**Point-per-instance localization data**
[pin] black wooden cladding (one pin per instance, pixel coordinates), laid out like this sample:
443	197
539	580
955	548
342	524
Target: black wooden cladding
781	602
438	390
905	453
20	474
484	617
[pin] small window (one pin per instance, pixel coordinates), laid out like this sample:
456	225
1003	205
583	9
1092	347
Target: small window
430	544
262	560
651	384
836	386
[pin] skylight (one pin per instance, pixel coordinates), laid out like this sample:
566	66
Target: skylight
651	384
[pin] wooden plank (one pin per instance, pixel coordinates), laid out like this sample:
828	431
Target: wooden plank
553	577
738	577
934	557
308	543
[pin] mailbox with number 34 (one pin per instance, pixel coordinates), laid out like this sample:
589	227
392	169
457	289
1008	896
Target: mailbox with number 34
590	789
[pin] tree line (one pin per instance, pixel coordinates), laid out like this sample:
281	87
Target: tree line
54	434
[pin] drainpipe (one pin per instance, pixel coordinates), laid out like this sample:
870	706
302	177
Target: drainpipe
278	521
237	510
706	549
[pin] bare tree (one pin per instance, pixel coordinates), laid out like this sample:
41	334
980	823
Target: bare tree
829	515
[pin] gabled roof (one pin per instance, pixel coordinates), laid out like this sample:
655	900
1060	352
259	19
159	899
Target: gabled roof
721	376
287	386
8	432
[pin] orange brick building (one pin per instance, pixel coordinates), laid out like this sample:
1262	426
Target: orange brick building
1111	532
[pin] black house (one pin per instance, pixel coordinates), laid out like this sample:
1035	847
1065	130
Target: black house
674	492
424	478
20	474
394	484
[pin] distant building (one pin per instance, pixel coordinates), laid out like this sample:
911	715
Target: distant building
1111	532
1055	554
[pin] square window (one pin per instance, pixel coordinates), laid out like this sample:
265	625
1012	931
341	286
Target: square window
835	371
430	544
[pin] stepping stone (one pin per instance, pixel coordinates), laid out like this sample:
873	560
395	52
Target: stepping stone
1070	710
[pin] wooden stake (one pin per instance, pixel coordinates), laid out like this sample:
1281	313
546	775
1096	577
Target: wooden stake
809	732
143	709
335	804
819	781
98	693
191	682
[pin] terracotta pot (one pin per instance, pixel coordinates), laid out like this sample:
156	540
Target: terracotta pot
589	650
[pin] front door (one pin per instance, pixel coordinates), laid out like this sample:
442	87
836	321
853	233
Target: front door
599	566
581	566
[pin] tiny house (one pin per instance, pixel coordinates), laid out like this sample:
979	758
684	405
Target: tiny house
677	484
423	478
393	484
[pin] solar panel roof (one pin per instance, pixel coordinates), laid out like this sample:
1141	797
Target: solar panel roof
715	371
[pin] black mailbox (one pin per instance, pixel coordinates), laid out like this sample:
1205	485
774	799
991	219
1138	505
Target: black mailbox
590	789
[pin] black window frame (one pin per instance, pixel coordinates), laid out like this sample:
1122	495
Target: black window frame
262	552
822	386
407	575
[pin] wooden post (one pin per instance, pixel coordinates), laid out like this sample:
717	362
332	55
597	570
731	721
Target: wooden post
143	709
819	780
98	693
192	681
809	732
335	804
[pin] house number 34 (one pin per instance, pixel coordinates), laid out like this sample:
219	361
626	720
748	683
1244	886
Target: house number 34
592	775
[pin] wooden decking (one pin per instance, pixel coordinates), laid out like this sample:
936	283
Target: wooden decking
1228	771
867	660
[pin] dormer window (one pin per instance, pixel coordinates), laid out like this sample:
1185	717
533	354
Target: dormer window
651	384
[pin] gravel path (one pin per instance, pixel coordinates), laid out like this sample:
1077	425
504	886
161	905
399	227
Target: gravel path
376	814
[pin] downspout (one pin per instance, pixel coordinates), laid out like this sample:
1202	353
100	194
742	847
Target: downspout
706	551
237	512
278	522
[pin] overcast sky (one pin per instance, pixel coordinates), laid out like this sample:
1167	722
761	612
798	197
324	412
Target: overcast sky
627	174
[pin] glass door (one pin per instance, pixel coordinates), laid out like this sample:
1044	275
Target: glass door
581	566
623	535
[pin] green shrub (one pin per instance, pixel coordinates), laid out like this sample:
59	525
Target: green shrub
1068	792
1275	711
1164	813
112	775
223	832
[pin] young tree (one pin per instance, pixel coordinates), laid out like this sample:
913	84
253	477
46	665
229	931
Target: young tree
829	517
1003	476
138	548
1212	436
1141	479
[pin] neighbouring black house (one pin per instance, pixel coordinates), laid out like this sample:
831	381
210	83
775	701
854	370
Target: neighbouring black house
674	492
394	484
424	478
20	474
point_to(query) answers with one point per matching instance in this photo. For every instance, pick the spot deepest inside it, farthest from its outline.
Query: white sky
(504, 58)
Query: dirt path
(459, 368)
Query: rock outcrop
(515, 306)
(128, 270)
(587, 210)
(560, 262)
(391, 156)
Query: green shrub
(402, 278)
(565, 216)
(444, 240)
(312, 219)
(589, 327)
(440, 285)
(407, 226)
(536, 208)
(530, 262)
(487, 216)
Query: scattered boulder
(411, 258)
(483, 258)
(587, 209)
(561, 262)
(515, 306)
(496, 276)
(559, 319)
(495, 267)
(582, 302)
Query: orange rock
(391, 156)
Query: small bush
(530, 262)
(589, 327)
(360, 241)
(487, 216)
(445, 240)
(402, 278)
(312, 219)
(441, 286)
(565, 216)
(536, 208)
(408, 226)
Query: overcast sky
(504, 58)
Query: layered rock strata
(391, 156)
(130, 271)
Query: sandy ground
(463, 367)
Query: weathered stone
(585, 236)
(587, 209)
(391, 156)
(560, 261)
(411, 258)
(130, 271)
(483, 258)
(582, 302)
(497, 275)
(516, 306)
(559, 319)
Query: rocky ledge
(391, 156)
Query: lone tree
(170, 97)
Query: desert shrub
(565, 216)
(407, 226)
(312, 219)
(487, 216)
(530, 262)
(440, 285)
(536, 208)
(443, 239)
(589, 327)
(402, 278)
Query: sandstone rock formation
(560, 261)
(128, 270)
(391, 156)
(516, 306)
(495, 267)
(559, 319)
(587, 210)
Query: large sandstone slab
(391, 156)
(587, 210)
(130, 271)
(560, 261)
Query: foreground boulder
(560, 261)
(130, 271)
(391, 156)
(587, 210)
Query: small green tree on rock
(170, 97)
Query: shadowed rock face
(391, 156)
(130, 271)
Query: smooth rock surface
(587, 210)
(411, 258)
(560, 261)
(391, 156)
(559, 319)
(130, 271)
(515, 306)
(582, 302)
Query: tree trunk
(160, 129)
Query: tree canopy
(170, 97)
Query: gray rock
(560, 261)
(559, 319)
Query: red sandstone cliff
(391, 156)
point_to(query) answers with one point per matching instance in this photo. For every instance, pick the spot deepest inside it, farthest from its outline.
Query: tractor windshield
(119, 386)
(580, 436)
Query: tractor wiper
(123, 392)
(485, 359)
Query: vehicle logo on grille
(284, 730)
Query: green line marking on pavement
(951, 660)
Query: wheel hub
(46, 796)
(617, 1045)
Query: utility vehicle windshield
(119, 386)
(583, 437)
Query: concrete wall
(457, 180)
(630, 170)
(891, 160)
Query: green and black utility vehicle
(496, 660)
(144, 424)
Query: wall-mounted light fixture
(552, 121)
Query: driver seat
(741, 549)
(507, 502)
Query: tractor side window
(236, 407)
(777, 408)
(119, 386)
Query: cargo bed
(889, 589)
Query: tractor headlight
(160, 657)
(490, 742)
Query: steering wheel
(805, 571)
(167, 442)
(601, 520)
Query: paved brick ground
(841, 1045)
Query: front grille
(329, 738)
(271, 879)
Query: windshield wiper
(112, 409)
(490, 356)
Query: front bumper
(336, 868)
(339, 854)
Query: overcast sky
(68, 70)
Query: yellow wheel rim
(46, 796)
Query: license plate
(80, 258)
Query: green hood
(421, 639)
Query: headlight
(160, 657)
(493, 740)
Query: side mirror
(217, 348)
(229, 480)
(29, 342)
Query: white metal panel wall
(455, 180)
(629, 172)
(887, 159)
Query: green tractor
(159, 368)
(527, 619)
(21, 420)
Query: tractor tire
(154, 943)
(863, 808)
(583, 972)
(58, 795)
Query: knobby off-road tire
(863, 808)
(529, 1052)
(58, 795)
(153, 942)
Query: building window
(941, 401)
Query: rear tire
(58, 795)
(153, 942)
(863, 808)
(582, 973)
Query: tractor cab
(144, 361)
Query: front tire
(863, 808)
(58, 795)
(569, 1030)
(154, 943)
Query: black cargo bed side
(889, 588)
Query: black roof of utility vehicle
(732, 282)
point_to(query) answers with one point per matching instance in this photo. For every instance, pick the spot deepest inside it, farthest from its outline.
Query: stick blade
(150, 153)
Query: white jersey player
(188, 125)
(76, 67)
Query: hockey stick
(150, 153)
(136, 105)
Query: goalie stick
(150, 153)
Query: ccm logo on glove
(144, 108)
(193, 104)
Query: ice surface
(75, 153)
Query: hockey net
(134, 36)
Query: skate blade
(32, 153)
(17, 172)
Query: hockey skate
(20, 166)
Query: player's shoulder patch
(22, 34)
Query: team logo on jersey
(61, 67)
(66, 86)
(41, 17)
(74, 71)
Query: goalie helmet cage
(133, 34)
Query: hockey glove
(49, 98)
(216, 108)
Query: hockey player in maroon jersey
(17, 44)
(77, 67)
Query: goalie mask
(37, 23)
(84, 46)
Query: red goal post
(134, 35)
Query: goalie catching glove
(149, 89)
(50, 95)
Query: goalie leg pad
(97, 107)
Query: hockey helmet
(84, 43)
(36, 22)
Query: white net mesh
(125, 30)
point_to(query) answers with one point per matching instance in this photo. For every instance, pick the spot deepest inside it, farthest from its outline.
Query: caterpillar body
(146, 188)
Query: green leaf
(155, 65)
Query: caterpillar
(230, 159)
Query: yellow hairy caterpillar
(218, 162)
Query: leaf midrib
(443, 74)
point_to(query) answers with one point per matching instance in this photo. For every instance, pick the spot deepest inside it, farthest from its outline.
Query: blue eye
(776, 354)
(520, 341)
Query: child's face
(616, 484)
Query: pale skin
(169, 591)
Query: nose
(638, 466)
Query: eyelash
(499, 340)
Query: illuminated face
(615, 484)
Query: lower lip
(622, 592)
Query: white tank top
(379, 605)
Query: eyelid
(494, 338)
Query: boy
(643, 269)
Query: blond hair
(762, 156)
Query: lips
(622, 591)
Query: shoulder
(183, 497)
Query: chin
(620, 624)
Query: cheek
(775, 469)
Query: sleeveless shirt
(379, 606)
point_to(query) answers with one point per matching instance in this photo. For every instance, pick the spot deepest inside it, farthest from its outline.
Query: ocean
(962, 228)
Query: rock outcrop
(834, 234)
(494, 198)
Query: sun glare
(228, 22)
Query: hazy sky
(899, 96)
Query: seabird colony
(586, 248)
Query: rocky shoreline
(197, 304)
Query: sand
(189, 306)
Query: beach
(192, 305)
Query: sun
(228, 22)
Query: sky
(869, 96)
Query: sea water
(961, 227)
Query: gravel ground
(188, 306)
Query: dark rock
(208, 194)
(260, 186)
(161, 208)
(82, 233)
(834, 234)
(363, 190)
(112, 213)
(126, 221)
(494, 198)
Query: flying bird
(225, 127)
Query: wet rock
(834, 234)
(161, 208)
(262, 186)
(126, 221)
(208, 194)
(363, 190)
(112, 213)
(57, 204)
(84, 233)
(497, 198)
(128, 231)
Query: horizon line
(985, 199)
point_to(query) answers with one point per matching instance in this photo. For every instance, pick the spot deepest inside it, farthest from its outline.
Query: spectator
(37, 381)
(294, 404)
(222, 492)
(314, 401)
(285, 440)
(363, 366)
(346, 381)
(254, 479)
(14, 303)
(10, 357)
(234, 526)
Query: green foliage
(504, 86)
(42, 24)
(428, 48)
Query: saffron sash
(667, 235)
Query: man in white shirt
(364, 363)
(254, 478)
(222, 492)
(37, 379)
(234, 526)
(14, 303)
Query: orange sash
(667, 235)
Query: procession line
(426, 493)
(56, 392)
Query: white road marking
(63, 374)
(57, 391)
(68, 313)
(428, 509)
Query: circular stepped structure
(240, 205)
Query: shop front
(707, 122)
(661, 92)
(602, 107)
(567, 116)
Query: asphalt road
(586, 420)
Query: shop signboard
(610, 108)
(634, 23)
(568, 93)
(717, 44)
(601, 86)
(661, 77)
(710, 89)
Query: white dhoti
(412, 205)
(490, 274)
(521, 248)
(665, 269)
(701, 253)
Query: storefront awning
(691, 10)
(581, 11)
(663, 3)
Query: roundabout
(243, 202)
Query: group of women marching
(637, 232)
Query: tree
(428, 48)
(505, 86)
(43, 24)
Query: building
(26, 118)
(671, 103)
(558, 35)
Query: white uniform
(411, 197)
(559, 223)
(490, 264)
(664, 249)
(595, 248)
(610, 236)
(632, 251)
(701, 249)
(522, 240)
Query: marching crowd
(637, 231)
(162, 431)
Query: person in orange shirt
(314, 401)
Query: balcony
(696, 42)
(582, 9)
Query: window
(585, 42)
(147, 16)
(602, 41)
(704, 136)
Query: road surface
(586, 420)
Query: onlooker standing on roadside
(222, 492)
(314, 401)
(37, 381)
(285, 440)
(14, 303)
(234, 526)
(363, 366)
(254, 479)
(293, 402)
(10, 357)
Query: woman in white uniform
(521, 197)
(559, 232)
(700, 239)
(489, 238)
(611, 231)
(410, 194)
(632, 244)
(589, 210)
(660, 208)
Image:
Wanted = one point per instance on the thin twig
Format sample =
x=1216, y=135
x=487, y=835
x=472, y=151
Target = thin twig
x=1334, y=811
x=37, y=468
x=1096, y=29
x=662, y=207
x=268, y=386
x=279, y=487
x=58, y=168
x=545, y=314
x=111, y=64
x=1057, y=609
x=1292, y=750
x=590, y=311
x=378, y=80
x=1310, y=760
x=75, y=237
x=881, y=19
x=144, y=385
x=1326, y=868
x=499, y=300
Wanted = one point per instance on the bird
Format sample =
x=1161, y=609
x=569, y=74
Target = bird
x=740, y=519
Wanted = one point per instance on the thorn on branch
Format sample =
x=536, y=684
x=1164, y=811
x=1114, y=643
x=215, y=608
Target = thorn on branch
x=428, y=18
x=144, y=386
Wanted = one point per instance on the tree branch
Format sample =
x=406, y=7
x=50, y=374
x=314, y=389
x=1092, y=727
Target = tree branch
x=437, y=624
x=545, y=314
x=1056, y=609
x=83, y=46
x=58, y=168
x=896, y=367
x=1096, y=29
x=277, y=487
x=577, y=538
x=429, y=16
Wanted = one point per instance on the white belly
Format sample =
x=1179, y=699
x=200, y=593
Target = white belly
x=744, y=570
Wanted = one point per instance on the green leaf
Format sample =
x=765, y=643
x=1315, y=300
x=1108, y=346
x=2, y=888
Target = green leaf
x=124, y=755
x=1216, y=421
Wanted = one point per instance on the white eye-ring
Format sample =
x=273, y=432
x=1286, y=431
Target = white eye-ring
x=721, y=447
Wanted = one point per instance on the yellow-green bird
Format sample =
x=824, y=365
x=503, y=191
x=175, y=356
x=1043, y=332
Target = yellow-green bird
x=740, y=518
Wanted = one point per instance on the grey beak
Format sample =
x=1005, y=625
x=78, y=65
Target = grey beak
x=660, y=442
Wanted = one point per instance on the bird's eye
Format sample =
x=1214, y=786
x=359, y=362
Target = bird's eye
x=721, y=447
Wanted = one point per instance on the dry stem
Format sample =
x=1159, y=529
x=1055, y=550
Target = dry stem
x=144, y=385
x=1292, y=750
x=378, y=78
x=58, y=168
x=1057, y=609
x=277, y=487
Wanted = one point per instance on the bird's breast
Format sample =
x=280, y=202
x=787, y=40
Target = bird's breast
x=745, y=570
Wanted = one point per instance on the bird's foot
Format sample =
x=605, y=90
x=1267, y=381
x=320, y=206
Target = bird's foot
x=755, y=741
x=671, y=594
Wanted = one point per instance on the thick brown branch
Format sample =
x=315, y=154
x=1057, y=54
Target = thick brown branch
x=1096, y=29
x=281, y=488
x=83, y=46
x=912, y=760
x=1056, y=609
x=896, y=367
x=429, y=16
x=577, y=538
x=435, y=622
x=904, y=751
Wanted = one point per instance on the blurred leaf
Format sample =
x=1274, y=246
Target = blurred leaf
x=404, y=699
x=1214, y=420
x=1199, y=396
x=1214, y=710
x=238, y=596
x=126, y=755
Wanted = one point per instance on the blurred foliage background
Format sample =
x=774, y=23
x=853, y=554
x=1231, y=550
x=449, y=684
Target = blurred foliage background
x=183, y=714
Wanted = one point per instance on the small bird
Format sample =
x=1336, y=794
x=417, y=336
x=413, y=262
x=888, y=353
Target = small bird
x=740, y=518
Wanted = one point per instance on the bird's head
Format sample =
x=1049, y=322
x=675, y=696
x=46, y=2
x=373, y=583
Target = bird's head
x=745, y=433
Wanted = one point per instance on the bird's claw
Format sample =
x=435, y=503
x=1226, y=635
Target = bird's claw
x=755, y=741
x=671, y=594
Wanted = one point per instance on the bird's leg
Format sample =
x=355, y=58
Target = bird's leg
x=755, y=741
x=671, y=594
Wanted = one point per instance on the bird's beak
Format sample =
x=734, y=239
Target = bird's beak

**What is needed**
Up to and including the final line of the data above, please copy every line exactly, starting from the one that contains "Wanted = one point per instance on the bird's leg".

**Written answer**
Wanted = one point per instance on the bird's leg
Format sample =
x=355, y=58
Target = bird's leg
x=755, y=741
x=671, y=594
Wanted = one point per instance on the bird's beak
Format sample =
x=734, y=239
Target = bird's beak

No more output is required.